■ **EXERCISE REQUIREMENTS**
Tally the lines in the material below that contain the string "leaf", matching case exactly, and reply with that number alone.

Dataset entries
::::::::::
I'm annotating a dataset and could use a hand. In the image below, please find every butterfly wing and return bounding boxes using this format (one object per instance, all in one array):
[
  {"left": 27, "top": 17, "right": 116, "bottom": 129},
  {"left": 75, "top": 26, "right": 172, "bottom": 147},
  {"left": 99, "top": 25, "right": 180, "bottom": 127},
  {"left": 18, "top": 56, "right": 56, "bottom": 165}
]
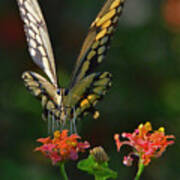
[
  {"left": 22, "top": 71, "right": 61, "bottom": 120},
  {"left": 71, "top": 0, "right": 124, "bottom": 87},
  {"left": 64, "top": 72, "right": 111, "bottom": 119},
  {"left": 17, "top": 0, "right": 57, "bottom": 87}
]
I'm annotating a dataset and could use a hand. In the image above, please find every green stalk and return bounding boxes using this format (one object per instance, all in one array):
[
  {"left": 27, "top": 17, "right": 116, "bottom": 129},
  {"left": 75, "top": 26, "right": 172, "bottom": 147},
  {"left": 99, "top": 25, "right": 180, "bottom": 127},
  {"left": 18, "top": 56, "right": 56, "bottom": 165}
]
[
  {"left": 134, "top": 159, "right": 144, "bottom": 180},
  {"left": 60, "top": 162, "right": 68, "bottom": 180}
]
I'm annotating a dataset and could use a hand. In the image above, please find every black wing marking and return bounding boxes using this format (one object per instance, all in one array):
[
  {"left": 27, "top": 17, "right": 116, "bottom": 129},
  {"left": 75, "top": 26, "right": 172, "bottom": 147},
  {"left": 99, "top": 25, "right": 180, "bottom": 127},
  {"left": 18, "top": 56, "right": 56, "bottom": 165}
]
[
  {"left": 17, "top": 0, "right": 57, "bottom": 87},
  {"left": 22, "top": 71, "right": 61, "bottom": 120},
  {"left": 71, "top": 0, "right": 124, "bottom": 87}
]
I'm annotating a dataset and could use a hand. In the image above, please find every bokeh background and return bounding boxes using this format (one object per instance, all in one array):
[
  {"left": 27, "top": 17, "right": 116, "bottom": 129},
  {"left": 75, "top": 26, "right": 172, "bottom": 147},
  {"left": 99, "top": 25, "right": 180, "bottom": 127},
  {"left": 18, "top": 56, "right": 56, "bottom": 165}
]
[{"left": 0, "top": 0, "right": 180, "bottom": 180}]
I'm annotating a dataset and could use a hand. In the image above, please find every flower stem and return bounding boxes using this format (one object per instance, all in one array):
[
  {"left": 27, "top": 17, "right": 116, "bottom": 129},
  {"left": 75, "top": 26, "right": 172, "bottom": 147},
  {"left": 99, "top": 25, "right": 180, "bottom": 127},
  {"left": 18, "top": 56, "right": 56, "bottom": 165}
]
[
  {"left": 134, "top": 159, "right": 144, "bottom": 180},
  {"left": 60, "top": 162, "right": 68, "bottom": 180}
]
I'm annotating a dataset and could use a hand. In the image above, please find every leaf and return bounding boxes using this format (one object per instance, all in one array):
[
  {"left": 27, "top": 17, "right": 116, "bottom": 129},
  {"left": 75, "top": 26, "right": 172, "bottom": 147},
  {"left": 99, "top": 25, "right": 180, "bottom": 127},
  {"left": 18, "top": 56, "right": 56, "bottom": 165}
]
[{"left": 77, "top": 155, "right": 117, "bottom": 180}]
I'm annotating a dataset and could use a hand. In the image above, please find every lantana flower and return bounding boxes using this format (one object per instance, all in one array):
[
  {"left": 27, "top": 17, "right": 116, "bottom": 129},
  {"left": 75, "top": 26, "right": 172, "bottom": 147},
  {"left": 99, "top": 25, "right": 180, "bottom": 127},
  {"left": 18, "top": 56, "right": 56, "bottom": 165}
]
[
  {"left": 114, "top": 122, "right": 175, "bottom": 166},
  {"left": 35, "top": 130, "right": 90, "bottom": 165}
]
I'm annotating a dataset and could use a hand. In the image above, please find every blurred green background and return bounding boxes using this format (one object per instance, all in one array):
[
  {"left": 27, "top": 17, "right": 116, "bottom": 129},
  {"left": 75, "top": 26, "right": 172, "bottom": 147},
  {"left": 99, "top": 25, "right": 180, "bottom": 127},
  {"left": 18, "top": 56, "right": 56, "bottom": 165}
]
[{"left": 0, "top": 0, "right": 180, "bottom": 180}]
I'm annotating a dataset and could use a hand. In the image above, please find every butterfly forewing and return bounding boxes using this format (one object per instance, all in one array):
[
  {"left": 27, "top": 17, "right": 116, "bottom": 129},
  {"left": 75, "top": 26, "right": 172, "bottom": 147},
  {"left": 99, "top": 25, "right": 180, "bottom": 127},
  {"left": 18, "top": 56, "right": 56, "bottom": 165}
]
[
  {"left": 22, "top": 71, "right": 61, "bottom": 120},
  {"left": 71, "top": 0, "right": 124, "bottom": 87},
  {"left": 17, "top": 0, "right": 57, "bottom": 87}
]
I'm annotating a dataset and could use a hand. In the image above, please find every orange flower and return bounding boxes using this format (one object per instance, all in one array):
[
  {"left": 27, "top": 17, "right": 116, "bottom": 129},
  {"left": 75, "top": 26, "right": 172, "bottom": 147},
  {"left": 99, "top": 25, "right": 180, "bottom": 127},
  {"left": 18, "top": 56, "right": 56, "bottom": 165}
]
[
  {"left": 35, "top": 130, "right": 90, "bottom": 164},
  {"left": 114, "top": 122, "right": 175, "bottom": 166}
]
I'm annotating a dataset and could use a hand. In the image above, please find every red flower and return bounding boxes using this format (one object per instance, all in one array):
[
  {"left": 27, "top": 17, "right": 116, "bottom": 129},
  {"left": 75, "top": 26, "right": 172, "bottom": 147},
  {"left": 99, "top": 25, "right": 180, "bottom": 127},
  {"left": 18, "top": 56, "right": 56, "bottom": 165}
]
[
  {"left": 35, "top": 130, "right": 90, "bottom": 164},
  {"left": 114, "top": 122, "right": 175, "bottom": 166}
]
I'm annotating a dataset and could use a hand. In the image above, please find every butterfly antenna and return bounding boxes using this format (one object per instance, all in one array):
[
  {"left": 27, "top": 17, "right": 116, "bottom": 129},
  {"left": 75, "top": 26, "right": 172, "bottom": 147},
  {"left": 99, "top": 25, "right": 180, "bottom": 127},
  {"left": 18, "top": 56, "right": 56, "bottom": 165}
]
[
  {"left": 48, "top": 111, "right": 51, "bottom": 134},
  {"left": 52, "top": 115, "right": 56, "bottom": 132}
]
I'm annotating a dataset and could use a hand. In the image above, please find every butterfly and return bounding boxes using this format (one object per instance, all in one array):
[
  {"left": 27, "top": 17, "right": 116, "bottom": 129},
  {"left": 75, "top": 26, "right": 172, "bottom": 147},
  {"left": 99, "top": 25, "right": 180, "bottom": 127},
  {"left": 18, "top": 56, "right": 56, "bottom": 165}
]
[{"left": 17, "top": 0, "right": 124, "bottom": 129}]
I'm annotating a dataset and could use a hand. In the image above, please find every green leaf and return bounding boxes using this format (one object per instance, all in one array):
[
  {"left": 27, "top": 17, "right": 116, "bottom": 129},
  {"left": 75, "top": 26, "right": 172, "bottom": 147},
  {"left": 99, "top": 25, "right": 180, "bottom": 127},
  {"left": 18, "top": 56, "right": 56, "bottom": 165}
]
[{"left": 77, "top": 155, "right": 117, "bottom": 180}]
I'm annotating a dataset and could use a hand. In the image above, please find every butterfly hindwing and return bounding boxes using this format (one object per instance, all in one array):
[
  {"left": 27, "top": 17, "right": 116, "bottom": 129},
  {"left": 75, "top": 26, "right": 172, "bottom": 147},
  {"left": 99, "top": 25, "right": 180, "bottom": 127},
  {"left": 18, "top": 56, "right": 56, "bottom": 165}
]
[
  {"left": 71, "top": 0, "right": 124, "bottom": 87},
  {"left": 17, "top": 0, "right": 57, "bottom": 86},
  {"left": 65, "top": 72, "right": 111, "bottom": 117}
]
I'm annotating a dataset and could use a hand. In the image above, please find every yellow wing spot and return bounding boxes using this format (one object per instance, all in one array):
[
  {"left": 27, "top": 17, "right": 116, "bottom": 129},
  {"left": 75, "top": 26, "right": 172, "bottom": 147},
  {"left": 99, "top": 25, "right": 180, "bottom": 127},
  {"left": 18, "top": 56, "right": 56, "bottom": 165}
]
[
  {"left": 98, "top": 46, "right": 106, "bottom": 54},
  {"left": 46, "top": 101, "right": 55, "bottom": 111},
  {"left": 90, "top": 17, "right": 99, "bottom": 27},
  {"left": 93, "top": 111, "right": 100, "bottom": 119},
  {"left": 93, "top": 100, "right": 98, "bottom": 106},
  {"left": 87, "top": 50, "right": 96, "bottom": 60},
  {"left": 107, "top": 26, "right": 114, "bottom": 34},
  {"left": 38, "top": 46, "right": 46, "bottom": 56},
  {"left": 110, "top": 0, "right": 121, "bottom": 9},
  {"left": 32, "top": 89, "right": 41, "bottom": 96},
  {"left": 96, "top": 9, "right": 116, "bottom": 27},
  {"left": 117, "top": 6, "right": 122, "bottom": 13},
  {"left": 80, "top": 99, "right": 89, "bottom": 107},
  {"left": 102, "top": 20, "right": 111, "bottom": 29},
  {"left": 97, "top": 55, "right": 104, "bottom": 63},
  {"left": 100, "top": 36, "right": 109, "bottom": 45},
  {"left": 92, "top": 41, "right": 99, "bottom": 49},
  {"left": 96, "top": 29, "right": 107, "bottom": 41},
  {"left": 113, "top": 16, "right": 119, "bottom": 23},
  {"left": 28, "top": 80, "right": 39, "bottom": 87}
]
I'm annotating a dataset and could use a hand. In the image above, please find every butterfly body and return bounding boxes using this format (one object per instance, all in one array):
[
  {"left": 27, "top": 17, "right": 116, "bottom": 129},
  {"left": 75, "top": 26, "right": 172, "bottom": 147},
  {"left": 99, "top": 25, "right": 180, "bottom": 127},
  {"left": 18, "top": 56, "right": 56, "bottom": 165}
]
[{"left": 17, "top": 0, "right": 124, "bottom": 130}]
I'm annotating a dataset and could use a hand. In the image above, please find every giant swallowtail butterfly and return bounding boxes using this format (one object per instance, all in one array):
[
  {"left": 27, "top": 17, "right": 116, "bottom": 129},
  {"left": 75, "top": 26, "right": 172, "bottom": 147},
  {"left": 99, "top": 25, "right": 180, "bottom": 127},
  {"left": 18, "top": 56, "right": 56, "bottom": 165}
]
::::::::::
■ **RESPONSE FOR THIS EXERCISE**
2